I have two TensorRT plans compiled from ONNX using the standard TensorRT builder and ONNX parser.
I can successfully capture the ExecutionContexts derived from these plans to CudaGraphs and launch these on Streams (with outputs as expected).
However, when launching these operations repeatedly in a loop, and if certain conditions are met, we will eventually encounter a Xid 31 error after an arbitrary, large number of loop iterations. This error manifests itself in the program as a cuda error 700 (illegal memory access) when synchronizing the first stream.
The following conditions must all be true to trigger the error:
The ExectionContexts must be captured to graphs.
The two ExectionContexts must be executing in parallel (on two Streams).
There must be other compute processes on the same GPU.
compute-sanitizer (all tools) and cuda-memcheck (all tools) report no problems. The issue doesn’t seem to pop up when running with cuda-gdb. when CUDA_LAUNCH_BLOCKING=1 is used, the error is still received when synchronizing.
Environment
TensorRT Version: 8.6.1.6 GPU Type: tested with RTX 4070 and RTX A4500 Nvidia Driver Version: 550.78 (RTX 4070) or 525.60.13 (RTX A4500) CUDA Version: tested with 11.8 and 12.3.2 CUDNN Version: 8.9.7 Operating System + Version: tested with linux 6.6 and linux 6.1 Python Version (if applicable): N/A TensorFlow Version (if applicable): N/A PyTorch Version (if applicable): N/A Baremetal or Container (if container which image + tag): tested on nvidia/cuda:11.8.0-cudnn8-devel-ubuntu20.04 and nvcr.io/nvidia/tensorrt:24.01-py3
Relevant Files
Steps To Reproduce
git clone git@github.com:soooch/weird-trt-thing.git
cd weird-trt-thing
docker run --gpus all -it --rm -v .:/workspace nvcr.io/nvidia/tensorrt:24.01-py3
once inside container:
apt update
apt-get install -y parallel
make
# need at least 2, but will fail faster if more (hence 16)
parallel -j0 --delay 0.3 ./fuzzer ::: {1..16}
# wait up to ~ 10 minutes. usually much faster

STORED ROWS:
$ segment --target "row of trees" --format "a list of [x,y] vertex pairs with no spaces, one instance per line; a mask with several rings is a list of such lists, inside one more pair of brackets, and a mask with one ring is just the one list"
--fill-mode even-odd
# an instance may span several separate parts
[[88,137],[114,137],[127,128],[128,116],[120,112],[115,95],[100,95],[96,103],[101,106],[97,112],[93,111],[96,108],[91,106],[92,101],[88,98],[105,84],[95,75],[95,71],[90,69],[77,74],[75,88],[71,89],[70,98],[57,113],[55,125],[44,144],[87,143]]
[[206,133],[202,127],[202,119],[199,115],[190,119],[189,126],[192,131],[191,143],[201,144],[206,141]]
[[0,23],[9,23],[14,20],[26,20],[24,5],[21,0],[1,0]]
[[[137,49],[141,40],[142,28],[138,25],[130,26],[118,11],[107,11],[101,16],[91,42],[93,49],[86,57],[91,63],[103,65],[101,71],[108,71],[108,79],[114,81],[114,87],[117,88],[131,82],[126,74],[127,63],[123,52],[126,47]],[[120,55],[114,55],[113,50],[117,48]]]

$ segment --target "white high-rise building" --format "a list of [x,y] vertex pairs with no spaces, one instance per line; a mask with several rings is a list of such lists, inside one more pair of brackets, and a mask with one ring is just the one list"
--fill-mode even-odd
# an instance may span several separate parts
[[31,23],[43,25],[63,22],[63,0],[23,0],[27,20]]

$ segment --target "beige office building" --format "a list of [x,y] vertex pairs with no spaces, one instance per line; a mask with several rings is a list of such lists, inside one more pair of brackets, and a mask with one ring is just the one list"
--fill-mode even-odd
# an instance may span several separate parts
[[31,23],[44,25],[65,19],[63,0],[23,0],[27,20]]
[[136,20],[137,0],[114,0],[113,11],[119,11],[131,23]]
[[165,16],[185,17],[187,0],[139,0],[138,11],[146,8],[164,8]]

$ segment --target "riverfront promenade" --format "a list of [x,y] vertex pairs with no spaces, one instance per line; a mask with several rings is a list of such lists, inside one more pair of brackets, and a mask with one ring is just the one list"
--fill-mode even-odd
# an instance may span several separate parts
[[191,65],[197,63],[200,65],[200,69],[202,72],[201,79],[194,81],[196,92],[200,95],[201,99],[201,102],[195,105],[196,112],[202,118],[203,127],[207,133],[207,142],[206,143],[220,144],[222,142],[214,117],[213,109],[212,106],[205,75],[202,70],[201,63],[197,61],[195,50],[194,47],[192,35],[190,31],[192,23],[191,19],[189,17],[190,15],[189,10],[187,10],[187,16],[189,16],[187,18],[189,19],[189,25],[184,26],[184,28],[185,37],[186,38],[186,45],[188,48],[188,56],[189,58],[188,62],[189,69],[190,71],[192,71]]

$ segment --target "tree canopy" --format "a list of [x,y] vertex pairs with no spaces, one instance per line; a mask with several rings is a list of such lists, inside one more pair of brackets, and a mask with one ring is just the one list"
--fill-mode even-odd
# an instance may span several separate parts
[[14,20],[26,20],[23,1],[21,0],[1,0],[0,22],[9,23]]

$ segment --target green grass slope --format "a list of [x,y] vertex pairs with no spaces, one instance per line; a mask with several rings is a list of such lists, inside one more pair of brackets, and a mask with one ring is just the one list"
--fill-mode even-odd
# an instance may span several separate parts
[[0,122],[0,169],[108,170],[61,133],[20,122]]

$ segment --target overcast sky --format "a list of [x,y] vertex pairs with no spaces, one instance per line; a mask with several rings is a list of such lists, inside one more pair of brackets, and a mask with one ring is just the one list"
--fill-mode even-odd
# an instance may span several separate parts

STATED EXERCISE A: From the TensorRT error report, list every condition that must hold for the error to be triggered.
STATED EXERCISE B: State whether each statement agrees with the TensorRT error report, answering yes or no and quoting the deciding words: (i) the error appears in the program as a cuda error 700 when the first stream is synchronized; (ii) compute-sanitizer reports problems; (iii) using CUDA_LAUNCH_BLOCKING=1 prevents the error.

FULL OUTPUT A:
1. The ExectionContexts must be captured to graphs.
2. The two ExectionContexts must be executing in parallel (on two Streams).
3. There must be other compute processes on the same GPU.

FULL OUTPUT B:
(i) Yes: "This error manifests itself in the program as a cuda error 700 (illegal memory access) when synchronizing the first stream."
(ii) No: "compute-sanitizer (all tools) and cuda-memcheck (all tools) report no problems."
(iii) No: "when CUDA_LAUNCH_BLOCKING=1 is used, the error is still received when synchronizing."